• REQUIRED WORK:
Please rewrite the listing below as a two-column CSV with the headers input and output, one row for each segmentation run: the full text of the run in input and the polygon result that follows it in output. Put each field in double quotes and replace every line break with a space.

>>>

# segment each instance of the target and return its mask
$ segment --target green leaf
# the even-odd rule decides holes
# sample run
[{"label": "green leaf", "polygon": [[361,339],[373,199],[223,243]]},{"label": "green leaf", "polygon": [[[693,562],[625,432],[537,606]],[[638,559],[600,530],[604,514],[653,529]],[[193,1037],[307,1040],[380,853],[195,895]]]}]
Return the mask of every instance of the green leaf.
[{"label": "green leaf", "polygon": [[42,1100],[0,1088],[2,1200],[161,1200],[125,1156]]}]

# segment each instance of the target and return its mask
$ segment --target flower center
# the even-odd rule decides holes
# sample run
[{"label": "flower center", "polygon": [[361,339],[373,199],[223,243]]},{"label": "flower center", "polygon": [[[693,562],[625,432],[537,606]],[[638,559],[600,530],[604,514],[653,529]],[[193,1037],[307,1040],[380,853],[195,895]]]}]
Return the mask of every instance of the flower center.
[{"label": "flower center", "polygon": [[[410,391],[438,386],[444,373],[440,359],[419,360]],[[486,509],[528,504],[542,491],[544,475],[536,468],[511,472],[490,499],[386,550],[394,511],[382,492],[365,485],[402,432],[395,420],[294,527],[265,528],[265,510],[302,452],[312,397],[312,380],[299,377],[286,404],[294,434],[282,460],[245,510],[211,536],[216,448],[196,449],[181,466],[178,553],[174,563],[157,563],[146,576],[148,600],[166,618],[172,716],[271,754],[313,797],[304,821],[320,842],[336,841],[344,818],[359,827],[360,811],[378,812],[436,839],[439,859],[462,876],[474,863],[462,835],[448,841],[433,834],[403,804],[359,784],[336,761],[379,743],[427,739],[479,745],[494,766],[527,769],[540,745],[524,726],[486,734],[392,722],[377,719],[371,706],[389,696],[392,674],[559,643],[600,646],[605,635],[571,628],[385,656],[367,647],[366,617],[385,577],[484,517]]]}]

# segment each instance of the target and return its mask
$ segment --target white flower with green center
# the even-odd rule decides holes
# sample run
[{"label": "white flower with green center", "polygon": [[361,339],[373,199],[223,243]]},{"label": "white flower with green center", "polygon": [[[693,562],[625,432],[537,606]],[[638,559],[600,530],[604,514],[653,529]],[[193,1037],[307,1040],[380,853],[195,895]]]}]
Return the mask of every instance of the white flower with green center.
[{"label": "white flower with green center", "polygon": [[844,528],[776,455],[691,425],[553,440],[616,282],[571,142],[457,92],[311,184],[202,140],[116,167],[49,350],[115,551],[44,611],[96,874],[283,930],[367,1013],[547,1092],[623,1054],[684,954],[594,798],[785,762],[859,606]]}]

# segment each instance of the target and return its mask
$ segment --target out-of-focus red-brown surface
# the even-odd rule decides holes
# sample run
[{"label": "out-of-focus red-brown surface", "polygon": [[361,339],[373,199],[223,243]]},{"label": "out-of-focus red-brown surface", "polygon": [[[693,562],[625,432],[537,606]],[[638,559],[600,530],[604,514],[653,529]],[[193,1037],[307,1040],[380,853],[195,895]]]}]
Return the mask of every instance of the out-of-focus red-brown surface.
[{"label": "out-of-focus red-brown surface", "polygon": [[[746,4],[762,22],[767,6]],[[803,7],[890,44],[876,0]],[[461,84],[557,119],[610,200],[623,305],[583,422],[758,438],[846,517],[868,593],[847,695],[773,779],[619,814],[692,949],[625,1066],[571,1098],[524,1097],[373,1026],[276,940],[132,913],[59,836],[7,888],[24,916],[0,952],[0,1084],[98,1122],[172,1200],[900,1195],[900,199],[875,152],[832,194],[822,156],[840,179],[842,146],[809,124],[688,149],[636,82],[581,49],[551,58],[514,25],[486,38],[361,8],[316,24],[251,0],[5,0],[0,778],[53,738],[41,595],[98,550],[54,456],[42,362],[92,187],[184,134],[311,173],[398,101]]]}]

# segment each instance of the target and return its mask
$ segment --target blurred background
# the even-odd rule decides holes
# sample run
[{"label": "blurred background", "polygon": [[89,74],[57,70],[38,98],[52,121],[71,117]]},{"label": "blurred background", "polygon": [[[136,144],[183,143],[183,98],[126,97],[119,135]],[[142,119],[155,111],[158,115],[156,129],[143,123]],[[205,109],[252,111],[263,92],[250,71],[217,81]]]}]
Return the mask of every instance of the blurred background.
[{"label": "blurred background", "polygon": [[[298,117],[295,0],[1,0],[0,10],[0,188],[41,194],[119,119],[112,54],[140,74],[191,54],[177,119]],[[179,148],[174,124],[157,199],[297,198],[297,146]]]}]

<<<

• REPLY:
input,output
"# segment each instance of the target and return its mask $ segment --target green leaf # the even-odd rule decides holes # sample run [{""label"": ""green leaf"", ""polygon"": [[361,339],[373,199],[223,243]]},{""label"": ""green leaf"", ""polygon"": [[[693,562],[625,432],[537,606]],[[638,559],[600,530],[604,514],[653,529]],[[193,1037],[307,1040],[380,853],[195,895]]]}] Return the mask of every instance of the green leaf.","[{""label"": ""green leaf"", ""polygon"": [[42,1100],[0,1088],[2,1200],[161,1200],[125,1156]]}]"
"# segment each instance of the target and return its mask $ segment --target flower center # the even-odd rule decides holes # sample run [{""label"": ""flower center"", ""polygon"": [[361,339],[373,199],[223,243]]},{""label"": ""flower center"", ""polygon"": [[[693,562],[625,432],[537,606]],[[638,559],[600,530],[604,514],[653,529]],[[193,1037],[307,1040],[380,853],[195,895]]]}] Return the mask of every instance of the flower center.","[{""label"": ""flower center"", ""polygon"": [[[410,391],[438,386],[444,373],[440,359],[419,360]],[[486,509],[528,504],[542,491],[544,475],[536,468],[511,472],[490,499],[386,550],[394,511],[382,492],[365,485],[402,432],[395,420],[294,527],[265,528],[265,510],[302,452],[312,397],[312,380],[299,377],[286,404],[294,434],[282,460],[245,510],[211,536],[216,448],[196,449],[181,466],[178,553],[174,563],[157,563],[146,576],[148,600],[166,618],[172,716],[271,754],[313,797],[304,821],[320,842],[336,841],[344,818],[359,827],[360,811],[378,812],[436,839],[439,859],[462,876],[474,863],[462,835],[448,841],[433,834],[403,804],[359,784],[336,761],[379,743],[427,739],[479,745],[494,766],[527,769],[540,745],[524,726],[486,734],[392,722],[377,719],[371,706],[389,696],[392,674],[559,643],[600,646],[605,635],[571,628],[385,656],[367,647],[366,617],[385,577],[484,517]]]}]"
"# segment each instance of the target and return its mask $ segment --target white flower with green center # the even-odd rule decides holes # sample run [{""label"": ""white flower with green center"", ""polygon"": [[361,339],[373,199],[223,243]]},{""label"": ""white flower with green center"", ""polygon"": [[[693,562],[625,432],[537,606]],[[638,559],[600,530],[604,514],[653,529]],[[193,1037],[307,1040],[380,853],[195,895]]]}] Return the mask of every instance of the white flower with green center.","[{""label"": ""white flower with green center"", ""polygon"": [[844,528],[776,455],[691,425],[553,440],[616,282],[571,142],[457,92],[311,184],[202,140],[116,167],[49,350],[115,551],[44,611],[96,874],[283,930],[367,1013],[547,1092],[623,1054],[684,954],[594,798],[785,762],[859,606]]}]"
"# segment each instance of the target and return its mask $ segment --target out-of-focus red-brown surface # the even-odd rule decides holes # sample run [{""label"": ""out-of-focus red-brown surface"", ""polygon"": [[361,339],[373,199],[223,243]]},{""label"": ""out-of-focus red-brown surface"", ""polygon"": [[[693,562],[625,432],[537,606]],[[638,559],[600,530],[604,514],[653,529]],[[193,1037],[307,1040],[380,853],[195,895]]]}] Return the mask of every instance of the out-of-focus red-brown surface.","[{""label"": ""out-of-focus red-brown surface"", ""polygon"": [[[746,4],[762,22],[767,6]],[[803,7],[890,44],[876,0]],[[461,84],[557,119],[610,200],[623,305],[583,422],[758,438],[846,517],[868,593],[847,695],[773,779],[619,814],[692,949],[625,1066],[571,1098],[524,1097],[373,1026],[276,940],[132,913],[59,836],[7,888],[24,916],[0,952],[0,1084],[98,1122],[172,1200],[900,1195],[900,199],[875,152],[832,194],[822,156],[840,179],[842,146],[809,124],[688,149],[636,82],[581,49],[551,58],[514,25],[486,38],[361,8],[316,24],[251,0],[5,0],[0,778],[53,738],[41,595],[98,550],[54,456],[42,362],[92,187],[184,134],[311,173],[398,101]]]}]"
"# segment each instance of the target and return its mask $ segment --target blurred background # the even-odd rule decides holes # sample run [{""label"": ""blurred background"", ""polygon"": [[89,74],[57,70],[38,98],[52,121],[71,117]]},{""label"": ""blurred background"", ""polygon"": [[[136,144],[183,143],[183,98],[126,97],[119,135]],[[142,119],[155,111],[158,115],[156,129],[143,123]],[[205,109],[252,111],[263,92],[250,71],[217,81]]]}] Return the mask of every instance of the blurred background.","[{""label"": ""blurred background"", ""polygon"": [[[298,117],[295,0],[1,0],[0,10],[0,188],[41,194],[119,119],[112,54],[140,74],[191,54],[177,119]],[[179,148],[174,124],[157,199],[297,198],[297,146]]]}]"